Instructions to follow: Print each line of the rows below with no changes.

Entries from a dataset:
▽
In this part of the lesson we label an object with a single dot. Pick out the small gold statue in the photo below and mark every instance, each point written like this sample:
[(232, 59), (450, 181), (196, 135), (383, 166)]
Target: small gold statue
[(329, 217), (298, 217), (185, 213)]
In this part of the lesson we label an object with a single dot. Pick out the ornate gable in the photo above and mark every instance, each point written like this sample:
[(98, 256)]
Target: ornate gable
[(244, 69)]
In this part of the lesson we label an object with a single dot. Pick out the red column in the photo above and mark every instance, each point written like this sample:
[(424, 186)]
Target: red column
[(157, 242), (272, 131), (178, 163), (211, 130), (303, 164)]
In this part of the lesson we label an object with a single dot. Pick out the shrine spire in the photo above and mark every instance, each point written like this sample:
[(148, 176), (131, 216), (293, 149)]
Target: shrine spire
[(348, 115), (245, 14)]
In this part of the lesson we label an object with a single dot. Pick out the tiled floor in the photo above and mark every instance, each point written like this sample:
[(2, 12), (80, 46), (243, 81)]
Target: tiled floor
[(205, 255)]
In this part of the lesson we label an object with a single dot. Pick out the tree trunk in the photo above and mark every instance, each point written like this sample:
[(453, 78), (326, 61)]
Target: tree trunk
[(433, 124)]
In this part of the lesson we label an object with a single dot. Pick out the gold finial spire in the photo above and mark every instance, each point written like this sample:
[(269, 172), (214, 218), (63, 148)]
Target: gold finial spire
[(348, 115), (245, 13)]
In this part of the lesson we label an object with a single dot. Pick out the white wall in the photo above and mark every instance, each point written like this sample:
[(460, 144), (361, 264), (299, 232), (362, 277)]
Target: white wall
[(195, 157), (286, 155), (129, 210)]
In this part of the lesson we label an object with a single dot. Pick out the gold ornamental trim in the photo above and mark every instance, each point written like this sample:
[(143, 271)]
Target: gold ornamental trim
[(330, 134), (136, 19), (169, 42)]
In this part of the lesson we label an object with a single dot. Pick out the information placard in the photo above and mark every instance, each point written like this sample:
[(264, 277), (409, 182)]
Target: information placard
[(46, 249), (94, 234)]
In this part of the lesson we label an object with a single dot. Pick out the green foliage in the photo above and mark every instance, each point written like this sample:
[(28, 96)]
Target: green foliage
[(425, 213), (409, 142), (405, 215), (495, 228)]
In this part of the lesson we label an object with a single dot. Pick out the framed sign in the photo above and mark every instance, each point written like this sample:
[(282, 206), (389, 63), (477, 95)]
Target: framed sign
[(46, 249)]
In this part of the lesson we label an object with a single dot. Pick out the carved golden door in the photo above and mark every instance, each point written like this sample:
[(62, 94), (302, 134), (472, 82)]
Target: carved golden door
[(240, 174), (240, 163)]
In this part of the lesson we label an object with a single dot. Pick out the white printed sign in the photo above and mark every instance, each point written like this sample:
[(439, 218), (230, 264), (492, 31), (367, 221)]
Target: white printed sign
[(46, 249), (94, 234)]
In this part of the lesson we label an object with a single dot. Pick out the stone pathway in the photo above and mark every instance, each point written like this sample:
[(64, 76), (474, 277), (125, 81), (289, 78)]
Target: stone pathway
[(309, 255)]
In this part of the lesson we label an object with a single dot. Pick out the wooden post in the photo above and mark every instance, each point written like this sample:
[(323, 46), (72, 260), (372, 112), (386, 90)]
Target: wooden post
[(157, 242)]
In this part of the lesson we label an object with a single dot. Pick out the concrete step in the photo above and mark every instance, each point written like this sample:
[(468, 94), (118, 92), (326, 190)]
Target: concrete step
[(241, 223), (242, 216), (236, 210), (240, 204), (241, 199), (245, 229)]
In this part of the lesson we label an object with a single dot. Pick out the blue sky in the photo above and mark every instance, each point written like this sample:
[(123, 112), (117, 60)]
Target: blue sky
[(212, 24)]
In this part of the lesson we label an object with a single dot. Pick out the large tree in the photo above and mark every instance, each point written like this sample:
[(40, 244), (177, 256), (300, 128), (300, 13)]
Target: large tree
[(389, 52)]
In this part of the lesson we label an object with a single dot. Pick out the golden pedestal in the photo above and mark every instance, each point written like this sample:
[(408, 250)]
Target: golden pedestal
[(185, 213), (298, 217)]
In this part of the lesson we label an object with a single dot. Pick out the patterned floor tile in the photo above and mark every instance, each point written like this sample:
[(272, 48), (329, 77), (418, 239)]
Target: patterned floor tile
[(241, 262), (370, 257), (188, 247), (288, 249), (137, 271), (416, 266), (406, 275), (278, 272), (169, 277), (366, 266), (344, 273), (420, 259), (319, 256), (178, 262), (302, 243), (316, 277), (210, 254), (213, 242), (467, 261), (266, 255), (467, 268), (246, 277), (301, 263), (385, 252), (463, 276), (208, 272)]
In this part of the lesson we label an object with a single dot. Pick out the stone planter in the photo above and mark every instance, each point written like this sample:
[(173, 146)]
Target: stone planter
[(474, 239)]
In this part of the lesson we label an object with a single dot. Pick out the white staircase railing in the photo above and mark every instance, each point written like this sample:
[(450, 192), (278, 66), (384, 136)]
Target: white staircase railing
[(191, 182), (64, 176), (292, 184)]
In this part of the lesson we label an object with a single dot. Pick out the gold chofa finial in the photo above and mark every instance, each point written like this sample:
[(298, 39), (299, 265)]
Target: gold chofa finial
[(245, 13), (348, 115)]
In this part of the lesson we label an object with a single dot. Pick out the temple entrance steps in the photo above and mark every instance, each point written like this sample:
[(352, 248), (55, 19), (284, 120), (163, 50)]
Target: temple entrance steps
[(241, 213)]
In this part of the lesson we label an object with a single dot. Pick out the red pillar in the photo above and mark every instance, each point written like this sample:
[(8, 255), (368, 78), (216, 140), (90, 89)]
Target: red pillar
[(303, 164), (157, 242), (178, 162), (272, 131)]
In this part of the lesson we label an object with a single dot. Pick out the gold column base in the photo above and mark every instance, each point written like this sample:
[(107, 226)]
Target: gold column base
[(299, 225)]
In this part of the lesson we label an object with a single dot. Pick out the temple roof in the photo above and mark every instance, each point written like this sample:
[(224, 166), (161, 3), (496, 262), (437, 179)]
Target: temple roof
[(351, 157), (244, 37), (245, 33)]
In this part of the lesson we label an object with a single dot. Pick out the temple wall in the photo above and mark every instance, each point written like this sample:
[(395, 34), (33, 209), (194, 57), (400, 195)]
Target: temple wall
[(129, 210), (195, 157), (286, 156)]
△
Answer:
In this part of the lesson we label an object with a single dot. Pick out the small gold statue in the photo below and mark every instance, each point written like this sample:
[(232, 59), (450, 181), (196, 135), (383, 166)]
Target: small gold statue
[(329, 217), (298, 217), (185, 213)]
In this part of the lesson we label an object with a single dot. Pick out the ornate gable in the photo above and mark every instance, each point written like this sample:
[(98, 256)]
Target: ornate gable
[(244, 69)]
In this part of the lesson we label an object with a single dot. Pick out the red column in the photo above and mark every instance, each point written like this sample:
[(424, 186)]
Target: red column
[(157, 242), (272, 131), (178, 163), (211, 130), (303, 164)]
In this part of the lesson we label an object with a single dot. Pick out the shrine spire in the photo above and mark every instance, each point written like this sample:
[(148, 176), (131, 216), (293, 149)]
Target: shrine spire
[(348, 115), (245, 14)]
In this part of the lesson we label an object with a single dot. Pick out the tiled floor in the photo above and mark every instance, each point written like this sample:
[(2, 12), (80, 46), (243, 81)]
Target: tiled floor
[(205, 255)]
In this part of the lesson we label an object with a single dot. Pick out the tree trunk in the photo above and mark every instance, each point written like this sample:
[(453, 78), (326, 61)]
Target: tree trunk
[(433, 124)]
In this part of the lesson we label an object with a single dot. Pick out the gold finial spire in the photo above and mark every instance, each point written like this sample:
[(269, 172), (214, 218), (63, 148)]
Target: gold finial spire
[(348, 115), (245, 13)]
In this part of the lesson we label an object with a single dot. Pick out the white wall in the photo above and mark every instance, each point written like this sample:
[(460, 144), (361, 264), (299, 232), (362, 277)]
Target: white wall
[(195, 157), (286, 155), (129, 210)]
In this part of the lesson we label an object with a single dot. Pick out the gold ornamental trim in the photo above and mark every instance, each point written like this sample:
[(143, 271)]
Target: gold ornamental trim
[(330, 134), (136, 19), (169, 42)]
In this part of the lesson we label an object with a single dot. Pick out the information placard in the photo above and mark every instance, each point written like this sample:
[(264, 277), (409, 182)]
Target: information placard
[(46, 249), (94, 234)]
In this part of the lesson we label an object with a single dot. Pick out the green foliage in the photo above and mark every instance, each point written like this sample:
[(28, 96)]
Target: green foliage
[(425, 213), (409, 142), (405, 215), (495, 228)]
In this part of the lesson we label an object with a single dot. Pick out the framed sign in the photo above and mark every instance, each point written like this sample:
[(282, 206), (389, 63), (477, 95)]
Target: framed sign
[(46, 249)]
In this part of the lesson we label an object with a single dot. Pick out the carved golden door in the photo above and mark every instance, each point written like this sample:
[(62, 94), (302, 134), (472, 82)]
Target: carved golden door
[(240, 174), (240, 163)]
In this part of the lesson we label an object with a single dot. Pick out the white printed sign in the photo above and mark every instance, each point written like this sample:
[(439, 218), (230, 264), (492, 31), (367, 221)]
Target: white printed sign
[(46, 249), (94, 234)]
In this part of the lesson we label an object with a single dot. Pick out the stone pathway in the photo above and mark every instance, each point written like this sample:
[(64, 76), (474, 277), (125, 81), (289, 78)]
Target: stone pathway
[(309, 255)]
In this part of the lesson we label an object with a single dot. Pick out the wooden post in the photo above and mark every instance, each point written like this sample:
[(323, 46), (72, 260), (372, 112), (386, 90)]
Target: wooden post
[(157, 242)]
In this part of the lesson we label an object with a single dot. Pick out the concrete step in the photo above and mark every instance, each point written like this sample:
[(468, 94), (118, 92), (326, 190)]
Target: concrete step
[(241, 223), (242, 216), (236, 210), (240, 204), (241, 199), (245, 229)]
In this part of the lesson we label an object with a single dot. Pick out the blue sky in the photo above and mark every instance, each point written like this sample:
[(123, 112), (117, 60)]
Target: blue sky
[(212, 24)]
In this part of the lesson we label an object with a single dot. Pick out the large tree in the photo above and mark every instance, each point written like this sample:
[(40, 244), (177, 256), (300, 128), (300, 13)]
Target: large tree
[(389, 52)]
In this part of the lesson we label an object with a single dot. Pick out the golden pedestal in the photo above and mark every instance, each point written like this sample:
[(408, 250)]
Target: golden pedestal
[(185, 213), (298, 217)]
In this part of the lesson we label an object with a single dot. Pick out the patterned floor tile in the photo above and mark every instance, each point written like this sample:
[(272, 48), (329, 77), (418, 239)]
Target: patterned floor tile
[(241, 262), (370, 257), (188, 247), (288, 249), (137, 271), (416, 266), (406, 275), (278, 272), (169, 277), (366, 266), (344, 273), (420, 259), (319, 256), (178, 262), (302, 243), (316, 277), (210, 254), (213, 242), (467, 261), (266, 255), (467, 268), (246, 277), (301, 263), (385, 252), (463, 276), (208, 272)]
In this part of the lesson we label an object with a single dot. Pick out the stone planter in the photo above and mark every instance, each point written like this sample:
[(173, 146)]
Target: stone planter
[(474, 239)]
In this part of the lesson we label an object with a single dot. Pick out the white staircase railing in the photo above and mark every instance, each point written like this sample:
[(450, 192), (278, 66), (384, 136)]
Target: white staircase railing
[(191, 182), (64, 176), (292, 184)]
In this part of the lesson we label an object with a single dot. Pick out the gold chofa finial in the photo above and mark every instance, each point written like this sample:
[(298, 39), (299, 265)]
Target: gold chofa finial
[(245, 13), (348, 115)]
In this part of the lesson we label an object with a single dot. Pick out the temple entrance steps in the photo above and mark every instance, each point written like this sample:
[(352, 248), (55, 19), (284, 120), (163, 50)]
Target: temple entrance steps
[(241, 213)]
In this part of the lesson we label an object with a single dot. Pick out the red pillar in the photo above and mark every instance, each point written like this sample:
[(8, 255), (368, 78), (216, 140), (90, 89)]
Target: red pillar
[(303, 164), (157, 242), (178, 162), (272, 131)]
In this part of the lesson we label an object with a single dot. Pick out the gold column base in the photo above and mark every instance, each point written like this sample:
[(107, 226)]
Target: gold column base
[(299, 225)]
In this part of the lesson we label an object with a single dot. Pick out the temple roof in the photo above and mark every instance, each point written like this sample:
[(224, 166), (161, 3), (496, 262), (437, 179)]
Target: temple roof
[(351, 157), (244, 37), (245, 33)]
In this part of the lesson we label an object with a single dot. Pick out the temple wall in the photo above and mark every instance, each point written like this sample:
[(395, 34), (33, 209), (194, 57), (400, 195)]
Target: temple wall
[(129, 210), (195, 157), (286, 156)]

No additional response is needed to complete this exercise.